## start
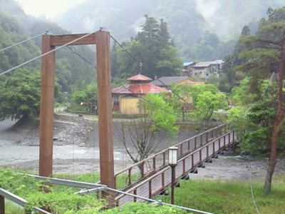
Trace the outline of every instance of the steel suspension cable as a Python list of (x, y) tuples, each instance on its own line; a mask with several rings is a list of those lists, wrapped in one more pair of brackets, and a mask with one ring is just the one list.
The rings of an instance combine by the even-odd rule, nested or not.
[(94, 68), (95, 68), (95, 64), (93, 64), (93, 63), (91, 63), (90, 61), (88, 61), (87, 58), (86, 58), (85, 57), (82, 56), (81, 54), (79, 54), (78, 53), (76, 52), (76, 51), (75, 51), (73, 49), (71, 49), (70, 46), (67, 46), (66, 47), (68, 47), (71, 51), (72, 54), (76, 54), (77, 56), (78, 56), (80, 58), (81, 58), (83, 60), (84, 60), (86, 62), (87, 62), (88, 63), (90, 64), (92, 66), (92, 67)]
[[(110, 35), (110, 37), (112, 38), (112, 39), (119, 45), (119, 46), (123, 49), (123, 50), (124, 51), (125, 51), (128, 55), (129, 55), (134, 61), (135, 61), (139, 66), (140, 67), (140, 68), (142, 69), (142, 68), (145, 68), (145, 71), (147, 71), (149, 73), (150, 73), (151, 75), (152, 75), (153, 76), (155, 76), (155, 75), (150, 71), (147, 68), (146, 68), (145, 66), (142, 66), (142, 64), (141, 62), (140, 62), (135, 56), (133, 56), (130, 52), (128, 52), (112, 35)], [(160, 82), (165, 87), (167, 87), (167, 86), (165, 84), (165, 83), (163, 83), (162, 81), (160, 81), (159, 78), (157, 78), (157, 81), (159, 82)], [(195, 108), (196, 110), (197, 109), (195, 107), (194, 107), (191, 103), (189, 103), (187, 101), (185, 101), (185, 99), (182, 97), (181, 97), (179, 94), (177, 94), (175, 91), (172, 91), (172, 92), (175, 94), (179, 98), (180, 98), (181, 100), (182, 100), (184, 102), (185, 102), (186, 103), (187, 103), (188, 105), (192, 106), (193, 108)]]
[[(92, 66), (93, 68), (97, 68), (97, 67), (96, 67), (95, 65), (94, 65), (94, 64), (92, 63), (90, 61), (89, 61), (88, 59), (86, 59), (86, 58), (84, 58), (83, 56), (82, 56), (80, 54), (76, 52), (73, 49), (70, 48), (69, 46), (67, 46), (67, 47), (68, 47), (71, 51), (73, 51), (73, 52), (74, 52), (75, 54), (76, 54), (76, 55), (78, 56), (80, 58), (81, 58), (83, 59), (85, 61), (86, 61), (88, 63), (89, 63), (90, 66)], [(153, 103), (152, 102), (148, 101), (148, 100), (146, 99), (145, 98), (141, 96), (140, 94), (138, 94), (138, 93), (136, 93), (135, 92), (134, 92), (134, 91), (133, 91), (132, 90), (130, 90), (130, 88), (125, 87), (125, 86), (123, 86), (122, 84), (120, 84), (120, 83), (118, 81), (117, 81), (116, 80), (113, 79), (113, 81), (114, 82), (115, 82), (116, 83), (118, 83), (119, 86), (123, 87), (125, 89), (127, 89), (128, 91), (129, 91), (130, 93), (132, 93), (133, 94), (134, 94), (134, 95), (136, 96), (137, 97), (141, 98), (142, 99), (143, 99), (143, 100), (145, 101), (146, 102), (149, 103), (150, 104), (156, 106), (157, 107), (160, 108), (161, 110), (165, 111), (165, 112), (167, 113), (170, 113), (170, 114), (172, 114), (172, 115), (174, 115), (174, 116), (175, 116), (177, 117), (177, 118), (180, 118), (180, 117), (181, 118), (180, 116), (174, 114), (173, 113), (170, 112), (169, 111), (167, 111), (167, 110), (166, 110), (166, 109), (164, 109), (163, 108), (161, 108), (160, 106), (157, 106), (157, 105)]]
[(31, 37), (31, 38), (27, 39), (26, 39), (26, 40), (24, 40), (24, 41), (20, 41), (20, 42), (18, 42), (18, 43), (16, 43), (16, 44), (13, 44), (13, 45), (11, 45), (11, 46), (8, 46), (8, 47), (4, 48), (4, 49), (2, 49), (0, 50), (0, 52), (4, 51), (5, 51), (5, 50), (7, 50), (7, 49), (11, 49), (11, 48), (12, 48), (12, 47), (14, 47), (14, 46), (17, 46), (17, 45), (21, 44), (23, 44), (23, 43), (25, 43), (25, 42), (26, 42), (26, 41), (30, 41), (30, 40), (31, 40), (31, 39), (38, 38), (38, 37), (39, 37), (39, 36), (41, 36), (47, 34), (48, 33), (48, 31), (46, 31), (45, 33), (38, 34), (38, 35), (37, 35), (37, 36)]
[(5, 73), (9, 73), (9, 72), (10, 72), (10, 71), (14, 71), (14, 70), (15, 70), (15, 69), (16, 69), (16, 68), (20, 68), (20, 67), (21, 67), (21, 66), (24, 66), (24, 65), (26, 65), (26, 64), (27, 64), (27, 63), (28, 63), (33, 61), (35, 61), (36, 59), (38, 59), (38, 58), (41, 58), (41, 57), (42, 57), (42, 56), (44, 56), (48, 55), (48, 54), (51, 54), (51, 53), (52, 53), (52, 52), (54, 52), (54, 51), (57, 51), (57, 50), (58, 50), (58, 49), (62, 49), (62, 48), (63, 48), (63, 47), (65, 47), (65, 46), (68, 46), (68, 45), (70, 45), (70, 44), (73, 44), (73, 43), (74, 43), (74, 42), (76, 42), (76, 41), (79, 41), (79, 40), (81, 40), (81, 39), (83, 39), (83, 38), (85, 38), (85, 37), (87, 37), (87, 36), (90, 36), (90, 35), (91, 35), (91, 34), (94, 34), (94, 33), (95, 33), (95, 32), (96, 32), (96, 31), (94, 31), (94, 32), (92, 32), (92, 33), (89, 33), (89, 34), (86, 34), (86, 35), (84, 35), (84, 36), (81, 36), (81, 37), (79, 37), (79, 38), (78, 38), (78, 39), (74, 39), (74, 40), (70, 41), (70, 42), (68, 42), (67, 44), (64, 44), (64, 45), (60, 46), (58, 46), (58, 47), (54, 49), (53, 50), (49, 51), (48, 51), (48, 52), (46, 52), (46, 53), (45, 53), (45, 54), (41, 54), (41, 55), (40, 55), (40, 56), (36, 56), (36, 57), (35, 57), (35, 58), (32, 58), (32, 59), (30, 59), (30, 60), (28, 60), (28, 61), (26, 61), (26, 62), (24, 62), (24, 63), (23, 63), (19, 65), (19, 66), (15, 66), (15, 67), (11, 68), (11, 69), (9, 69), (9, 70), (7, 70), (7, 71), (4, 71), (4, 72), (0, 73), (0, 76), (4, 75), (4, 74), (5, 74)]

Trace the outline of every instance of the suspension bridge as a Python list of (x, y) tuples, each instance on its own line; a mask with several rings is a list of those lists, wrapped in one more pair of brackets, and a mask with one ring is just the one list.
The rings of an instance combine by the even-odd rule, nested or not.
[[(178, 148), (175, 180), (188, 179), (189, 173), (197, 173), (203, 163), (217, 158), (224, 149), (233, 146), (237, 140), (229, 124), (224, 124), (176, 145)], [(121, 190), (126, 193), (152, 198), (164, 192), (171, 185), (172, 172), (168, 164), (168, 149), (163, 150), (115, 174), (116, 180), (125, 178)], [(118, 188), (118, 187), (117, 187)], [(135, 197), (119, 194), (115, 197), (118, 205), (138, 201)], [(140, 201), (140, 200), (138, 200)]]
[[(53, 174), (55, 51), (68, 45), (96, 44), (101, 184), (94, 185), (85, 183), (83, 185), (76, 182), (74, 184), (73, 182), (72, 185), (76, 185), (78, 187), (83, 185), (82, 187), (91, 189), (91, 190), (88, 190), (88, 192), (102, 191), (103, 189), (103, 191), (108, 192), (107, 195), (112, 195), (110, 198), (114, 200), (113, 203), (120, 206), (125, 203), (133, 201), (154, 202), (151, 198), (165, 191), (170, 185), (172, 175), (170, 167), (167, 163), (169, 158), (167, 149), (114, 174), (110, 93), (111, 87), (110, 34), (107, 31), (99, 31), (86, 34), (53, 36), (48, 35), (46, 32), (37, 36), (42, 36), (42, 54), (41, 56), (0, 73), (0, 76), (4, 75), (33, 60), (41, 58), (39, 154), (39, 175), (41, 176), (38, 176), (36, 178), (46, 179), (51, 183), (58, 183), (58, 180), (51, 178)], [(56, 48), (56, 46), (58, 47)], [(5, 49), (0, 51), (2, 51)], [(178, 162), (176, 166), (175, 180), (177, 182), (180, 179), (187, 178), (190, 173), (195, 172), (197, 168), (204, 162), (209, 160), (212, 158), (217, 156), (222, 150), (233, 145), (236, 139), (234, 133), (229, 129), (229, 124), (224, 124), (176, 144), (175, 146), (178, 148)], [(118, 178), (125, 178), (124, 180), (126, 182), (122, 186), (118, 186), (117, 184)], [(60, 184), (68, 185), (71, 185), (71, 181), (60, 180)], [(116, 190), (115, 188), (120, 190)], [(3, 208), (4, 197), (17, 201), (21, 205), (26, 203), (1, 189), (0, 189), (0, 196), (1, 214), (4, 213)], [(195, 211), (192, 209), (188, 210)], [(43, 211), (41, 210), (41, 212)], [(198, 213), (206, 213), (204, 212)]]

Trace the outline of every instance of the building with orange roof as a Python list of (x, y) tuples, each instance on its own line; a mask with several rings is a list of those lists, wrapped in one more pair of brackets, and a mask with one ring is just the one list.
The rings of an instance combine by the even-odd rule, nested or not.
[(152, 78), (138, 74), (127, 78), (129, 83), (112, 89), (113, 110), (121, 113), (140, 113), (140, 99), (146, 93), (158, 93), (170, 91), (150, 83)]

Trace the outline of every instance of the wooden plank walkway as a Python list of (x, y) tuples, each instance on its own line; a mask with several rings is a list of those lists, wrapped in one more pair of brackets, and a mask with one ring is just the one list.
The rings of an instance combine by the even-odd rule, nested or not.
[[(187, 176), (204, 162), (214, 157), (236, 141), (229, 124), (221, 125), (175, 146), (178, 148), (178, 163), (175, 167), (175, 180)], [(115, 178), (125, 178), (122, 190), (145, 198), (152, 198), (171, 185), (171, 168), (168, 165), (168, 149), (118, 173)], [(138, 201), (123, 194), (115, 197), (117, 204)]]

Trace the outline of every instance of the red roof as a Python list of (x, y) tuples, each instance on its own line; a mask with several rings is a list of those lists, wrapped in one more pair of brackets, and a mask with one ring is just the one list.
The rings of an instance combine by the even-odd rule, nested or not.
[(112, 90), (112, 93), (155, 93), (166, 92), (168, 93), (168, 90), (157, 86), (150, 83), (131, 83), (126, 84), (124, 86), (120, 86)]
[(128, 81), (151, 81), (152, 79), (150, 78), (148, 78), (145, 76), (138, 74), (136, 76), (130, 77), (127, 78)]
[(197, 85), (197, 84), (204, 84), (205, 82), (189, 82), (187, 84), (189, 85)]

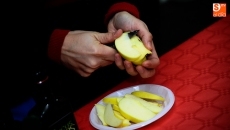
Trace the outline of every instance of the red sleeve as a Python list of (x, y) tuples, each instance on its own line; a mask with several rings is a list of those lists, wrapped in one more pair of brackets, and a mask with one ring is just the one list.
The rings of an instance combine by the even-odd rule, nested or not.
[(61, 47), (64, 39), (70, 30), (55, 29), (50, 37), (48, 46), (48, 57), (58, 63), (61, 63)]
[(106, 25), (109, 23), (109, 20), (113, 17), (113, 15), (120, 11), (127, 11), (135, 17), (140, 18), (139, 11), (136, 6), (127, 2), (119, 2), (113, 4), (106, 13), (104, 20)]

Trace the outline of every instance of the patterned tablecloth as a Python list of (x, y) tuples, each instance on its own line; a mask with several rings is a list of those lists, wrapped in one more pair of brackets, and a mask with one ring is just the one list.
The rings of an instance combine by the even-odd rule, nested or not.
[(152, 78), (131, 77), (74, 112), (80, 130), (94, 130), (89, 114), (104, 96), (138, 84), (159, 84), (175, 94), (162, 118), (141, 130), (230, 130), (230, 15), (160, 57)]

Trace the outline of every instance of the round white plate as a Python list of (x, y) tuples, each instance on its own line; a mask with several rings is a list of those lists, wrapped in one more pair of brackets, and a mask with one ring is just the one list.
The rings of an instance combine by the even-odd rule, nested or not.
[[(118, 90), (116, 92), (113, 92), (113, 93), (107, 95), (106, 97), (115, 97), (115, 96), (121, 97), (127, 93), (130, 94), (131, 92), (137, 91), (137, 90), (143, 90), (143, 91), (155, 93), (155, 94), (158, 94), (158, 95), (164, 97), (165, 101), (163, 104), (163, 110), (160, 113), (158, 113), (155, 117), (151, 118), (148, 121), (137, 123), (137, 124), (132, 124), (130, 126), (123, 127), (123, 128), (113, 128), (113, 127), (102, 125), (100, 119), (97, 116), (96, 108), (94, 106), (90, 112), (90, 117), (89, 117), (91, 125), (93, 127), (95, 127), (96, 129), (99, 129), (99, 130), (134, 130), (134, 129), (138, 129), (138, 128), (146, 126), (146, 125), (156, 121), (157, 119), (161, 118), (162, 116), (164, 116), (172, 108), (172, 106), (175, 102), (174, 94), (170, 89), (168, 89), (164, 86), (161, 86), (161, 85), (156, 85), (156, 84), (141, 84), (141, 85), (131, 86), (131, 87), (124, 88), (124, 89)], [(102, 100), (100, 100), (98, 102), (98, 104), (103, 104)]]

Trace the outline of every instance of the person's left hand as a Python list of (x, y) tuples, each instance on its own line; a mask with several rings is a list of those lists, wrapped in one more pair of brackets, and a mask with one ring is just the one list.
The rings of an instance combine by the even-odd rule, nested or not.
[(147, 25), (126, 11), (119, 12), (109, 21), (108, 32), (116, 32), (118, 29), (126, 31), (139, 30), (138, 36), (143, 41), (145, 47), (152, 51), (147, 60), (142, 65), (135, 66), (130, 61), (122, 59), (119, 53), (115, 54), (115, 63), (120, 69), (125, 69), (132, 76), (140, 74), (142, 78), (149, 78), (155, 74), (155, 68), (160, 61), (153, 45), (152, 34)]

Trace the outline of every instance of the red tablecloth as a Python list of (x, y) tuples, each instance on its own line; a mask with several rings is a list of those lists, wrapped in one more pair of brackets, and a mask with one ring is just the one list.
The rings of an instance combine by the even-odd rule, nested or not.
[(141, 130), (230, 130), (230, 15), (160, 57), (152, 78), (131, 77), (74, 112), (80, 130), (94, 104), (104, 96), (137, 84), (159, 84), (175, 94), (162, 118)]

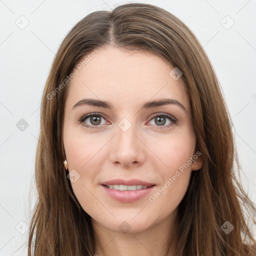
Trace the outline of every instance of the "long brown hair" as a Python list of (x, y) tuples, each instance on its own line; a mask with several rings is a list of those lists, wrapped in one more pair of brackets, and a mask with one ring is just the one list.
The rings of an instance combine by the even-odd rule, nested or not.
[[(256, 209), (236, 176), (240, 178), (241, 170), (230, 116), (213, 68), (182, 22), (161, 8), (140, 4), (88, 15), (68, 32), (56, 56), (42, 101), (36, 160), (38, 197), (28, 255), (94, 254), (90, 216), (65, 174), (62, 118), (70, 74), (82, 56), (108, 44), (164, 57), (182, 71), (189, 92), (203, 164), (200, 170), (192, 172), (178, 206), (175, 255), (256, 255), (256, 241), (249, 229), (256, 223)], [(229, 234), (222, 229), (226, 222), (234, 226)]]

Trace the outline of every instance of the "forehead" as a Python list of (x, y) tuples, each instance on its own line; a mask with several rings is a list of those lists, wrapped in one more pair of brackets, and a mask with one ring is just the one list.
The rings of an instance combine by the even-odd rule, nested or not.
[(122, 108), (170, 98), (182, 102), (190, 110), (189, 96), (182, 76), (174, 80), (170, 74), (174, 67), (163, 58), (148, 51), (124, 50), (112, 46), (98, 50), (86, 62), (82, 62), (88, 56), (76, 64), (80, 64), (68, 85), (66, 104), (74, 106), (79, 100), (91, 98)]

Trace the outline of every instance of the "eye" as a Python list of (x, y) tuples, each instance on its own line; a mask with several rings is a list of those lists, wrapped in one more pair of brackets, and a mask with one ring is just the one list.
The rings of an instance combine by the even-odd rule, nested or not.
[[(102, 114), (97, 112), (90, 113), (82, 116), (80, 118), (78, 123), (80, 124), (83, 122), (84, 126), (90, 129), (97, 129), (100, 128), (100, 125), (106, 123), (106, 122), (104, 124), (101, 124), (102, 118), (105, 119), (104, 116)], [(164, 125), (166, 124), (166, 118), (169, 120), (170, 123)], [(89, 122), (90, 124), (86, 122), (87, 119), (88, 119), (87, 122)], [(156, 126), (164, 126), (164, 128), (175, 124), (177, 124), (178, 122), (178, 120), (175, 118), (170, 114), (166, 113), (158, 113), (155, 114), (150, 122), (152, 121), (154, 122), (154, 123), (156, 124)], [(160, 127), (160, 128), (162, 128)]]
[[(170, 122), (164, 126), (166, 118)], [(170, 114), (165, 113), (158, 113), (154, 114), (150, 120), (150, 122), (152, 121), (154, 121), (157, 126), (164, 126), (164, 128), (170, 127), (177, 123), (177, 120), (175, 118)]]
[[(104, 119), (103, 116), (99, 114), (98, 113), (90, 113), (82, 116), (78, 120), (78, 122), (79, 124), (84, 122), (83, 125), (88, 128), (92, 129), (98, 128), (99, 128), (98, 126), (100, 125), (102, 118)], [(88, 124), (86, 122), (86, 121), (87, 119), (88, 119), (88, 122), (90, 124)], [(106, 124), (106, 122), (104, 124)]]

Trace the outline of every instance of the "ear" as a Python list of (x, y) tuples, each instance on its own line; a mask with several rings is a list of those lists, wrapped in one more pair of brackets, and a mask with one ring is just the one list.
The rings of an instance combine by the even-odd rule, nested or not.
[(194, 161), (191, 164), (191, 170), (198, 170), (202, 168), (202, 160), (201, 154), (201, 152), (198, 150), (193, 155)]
## end
Return the lines of the records verbatim, starting at the line that contains "Trace the outline of every instance of the red sleeve" and ending at the line that contains "13), (104, 20)]", with both of those lines included.

**Task output:**
Trace the outline of every instance of the red sleeve as a Python list of (x, y) tuples, each instance on its own line; a mask with several rings is a list of those lists, wrapped in one more pair of brackets, and a mask with one ring is just the one list.
The rings of an instance combine by the even-odd rule, nested or not.
[(61, 47), (64, 39), (70, 30), (55, 29), (50, 37), (48, 46), (48, 57), (58, 63), (61, 63)]
[(106, 25), (109, 23), (109, 20), (113, 17), (113, 15), (120, 11), (127, 11), (135, 17), (140, 18), (139, 11), (136, 6), (127, 2), (119, 2), (113, 4), (106, 13), (104, 20)]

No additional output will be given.